Reproduce the marketing attribution article word for word.

### Supplied text
################

What Is Marketing Attribution and How to Use It for Your Business
The world of marketing is beautifully complex - it’s flooded with choices about which channels to use and which customers to target. This wide range of options is responsible for much of the effectiveness of modern-day marketing. However, it’s also part of the challenge. Indeed, it’s easy to get lost in a tangle of different platforms and campaigns, making it hard to track our efforts and find out what really works.
Marketing attribution is the answer to this problem. It involves untangling this complexity using mathematical models and concrete data. While this may sound daunting, it’s actually quite simple. In fact, many platforms - from dedicated attribution software to your very own website builder - automate the process for you. By providing you with the information about which marketing campaigns drive conversions, these tools give you valuable insights that you can translate into a marketing strategy.
Here’s everything you need to know about marketing attribution for your business, including its benefits, the different types of attribution models and how to get started.
What is marketing attribution?
Marketing attribution is the method of identifying which marketing touch points lead a user to convert. By choosing from a variety of attribution models, you can evaluate which pathways - whether it’s a Facebook promotion, banner ad or email marketing campaign - successfully persuade customers to convert to leads or make a purchase.
You can gain a better understanding of marketing attribution by becoming familiar with a few key terms:
Touchpoint: Any interaction between your company and a potential customer. For example, this could be opening a marketing email or clicking on a Facebook ad.
Conversion: Any action taken by a user that leads them through your marketing funnel. This ranges from capturing a lead - for example, by getting someone to sign up for a newsletter or free trial - to closing a sale.
Credit: The value assigned to a particular touchpoint based on its role in generating the conversion. In some attribution models, all touchpoints that a customer encounters are assigned equal credit. In other models, touchpoints that are thought to play a greater role are given more credit.
Together, these three elements form the basis of attribution marketing.
Benefits of marketing attribution
There are a few key reasons marketing attribution is critical for your business. Here’s how it can help bolster your marketing strategies:
Strengthening your creatives: When you learn which campaigns can be attributed to user conversions, you’ll also understand which creatives work better than others. This way, you can adapt your creatives accordingly - whether it’s altering the messaging, adjusting the colors or changing your CTA.

################

Object pointing dataset rows:
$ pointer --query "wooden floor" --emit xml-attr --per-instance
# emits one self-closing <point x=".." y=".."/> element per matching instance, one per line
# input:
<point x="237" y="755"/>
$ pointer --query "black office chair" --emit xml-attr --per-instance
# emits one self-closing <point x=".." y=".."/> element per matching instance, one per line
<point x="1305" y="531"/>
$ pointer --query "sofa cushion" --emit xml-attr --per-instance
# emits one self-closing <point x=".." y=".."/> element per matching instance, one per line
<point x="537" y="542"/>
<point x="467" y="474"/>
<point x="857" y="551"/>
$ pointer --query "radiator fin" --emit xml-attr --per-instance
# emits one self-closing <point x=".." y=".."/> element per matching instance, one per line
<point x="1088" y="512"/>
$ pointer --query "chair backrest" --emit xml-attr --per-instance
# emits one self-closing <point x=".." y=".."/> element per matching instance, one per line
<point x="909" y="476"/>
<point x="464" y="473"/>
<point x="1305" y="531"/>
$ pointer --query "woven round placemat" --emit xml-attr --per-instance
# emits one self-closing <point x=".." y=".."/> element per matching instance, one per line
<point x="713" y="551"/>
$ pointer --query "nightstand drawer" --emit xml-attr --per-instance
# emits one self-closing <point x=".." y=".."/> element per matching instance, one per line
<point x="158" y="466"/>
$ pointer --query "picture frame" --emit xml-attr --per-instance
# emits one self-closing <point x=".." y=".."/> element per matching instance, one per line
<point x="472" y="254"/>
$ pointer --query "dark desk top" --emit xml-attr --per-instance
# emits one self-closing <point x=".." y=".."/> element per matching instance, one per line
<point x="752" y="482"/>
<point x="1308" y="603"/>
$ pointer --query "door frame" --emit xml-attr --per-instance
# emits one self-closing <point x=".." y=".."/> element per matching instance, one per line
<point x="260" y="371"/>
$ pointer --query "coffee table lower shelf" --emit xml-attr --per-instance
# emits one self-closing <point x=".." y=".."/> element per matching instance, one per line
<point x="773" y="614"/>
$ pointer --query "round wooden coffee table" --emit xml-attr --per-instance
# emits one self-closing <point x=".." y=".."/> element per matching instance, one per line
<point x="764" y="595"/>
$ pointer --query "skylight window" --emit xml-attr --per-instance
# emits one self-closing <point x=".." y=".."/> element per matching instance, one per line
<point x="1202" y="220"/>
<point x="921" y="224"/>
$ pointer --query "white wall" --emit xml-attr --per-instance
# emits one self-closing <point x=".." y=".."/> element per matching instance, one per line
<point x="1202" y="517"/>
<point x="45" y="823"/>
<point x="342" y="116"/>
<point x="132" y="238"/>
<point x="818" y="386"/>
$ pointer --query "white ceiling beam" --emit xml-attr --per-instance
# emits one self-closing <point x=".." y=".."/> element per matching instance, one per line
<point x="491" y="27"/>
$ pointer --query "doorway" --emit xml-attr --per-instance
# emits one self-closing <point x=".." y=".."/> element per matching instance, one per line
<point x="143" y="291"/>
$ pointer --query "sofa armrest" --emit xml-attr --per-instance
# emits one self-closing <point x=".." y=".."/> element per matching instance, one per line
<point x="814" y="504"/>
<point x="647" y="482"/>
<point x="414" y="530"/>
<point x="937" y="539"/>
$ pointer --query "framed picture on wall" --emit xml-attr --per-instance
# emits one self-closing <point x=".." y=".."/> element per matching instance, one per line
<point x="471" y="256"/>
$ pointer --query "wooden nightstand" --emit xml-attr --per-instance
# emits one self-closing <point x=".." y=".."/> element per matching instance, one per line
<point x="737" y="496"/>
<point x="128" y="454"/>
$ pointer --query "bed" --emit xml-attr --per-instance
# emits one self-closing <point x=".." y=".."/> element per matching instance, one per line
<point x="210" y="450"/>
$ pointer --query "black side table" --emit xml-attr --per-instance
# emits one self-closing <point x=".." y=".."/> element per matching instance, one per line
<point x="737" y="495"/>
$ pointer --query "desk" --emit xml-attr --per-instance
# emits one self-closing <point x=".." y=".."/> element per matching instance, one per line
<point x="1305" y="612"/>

################

### Exercise response
What Is Marketing Attribution and How to Use It for Your Business
The world of marketing is beautifully complex - it’s flooded with choices about which channels to use and which customers to target. This wide range of options is responsible for much of the effectiveness of modern-day marketing. However, it’s also part of the challenge. Indeed, it’s easy to get lost in a tangle of different platforms and campaigns, making it hard to track our efforts and find out what really works.
Marketing attribution is the answer to this problem. It involves untangling this complexity using mathematical models and concrete data. While this may sound daunting, it’s actually quite simple. In fact, many platforms - from dedicated attribution software to your very own website builder - automate the process for you. By providing you with the information about which marketing campaigns drive conversions, these tools give you valuable insights that you can translate into a marketing strategy.
Here’s everything you need to know about marketing attribution for your business, including its benefits, the different types of attribution models and how to get started.
What is marketing attribution?
Marketing attribution is the method of identifying which marketing touch points lead a user to convert. By choosing from a variety of attribution models, you can evaluate which pathways - whether it’s a Facebook promotion, banner ad or email marketing campaign - successfully persuade customers to convert to leads or make a purchase.
You can gain a better understanding of marketing attribution by becoming familiar with a few key terms:
Touchpoint: Any interaction between your company and a potential customer. For example, this could be opening a marketing email or clicking on a Facebook ad.
Conversion: Any action taken by a user that leads them through your marketing funnel. This ranges from capturing a lead - for example, by getting someone to sign up for a newsletter or free trial - to closing a sale.
Credit: The value assigned to a particular touchpoint based on its role in generating the conversion. In some attribution models, all touchpoints that a customer encounters are assigned equal credit. In other models, touchpoints that are thought to play a greater role are given more credit.
Together, these three elements form the basis of attribution marketing.
Benefits of marketing attribution
There are a few key reasons marketing attribution is critical for your business. Here’s how it can help bolster your marketing strategies:
Strengthening your creatives: When you learn which campaigns can be attributed to user conversions, you’ll also understand which creatives work better than others. This way, you can adapt your creatives accordingly - whether it’s altering the messaging, adjusting the colors or changing your CTA.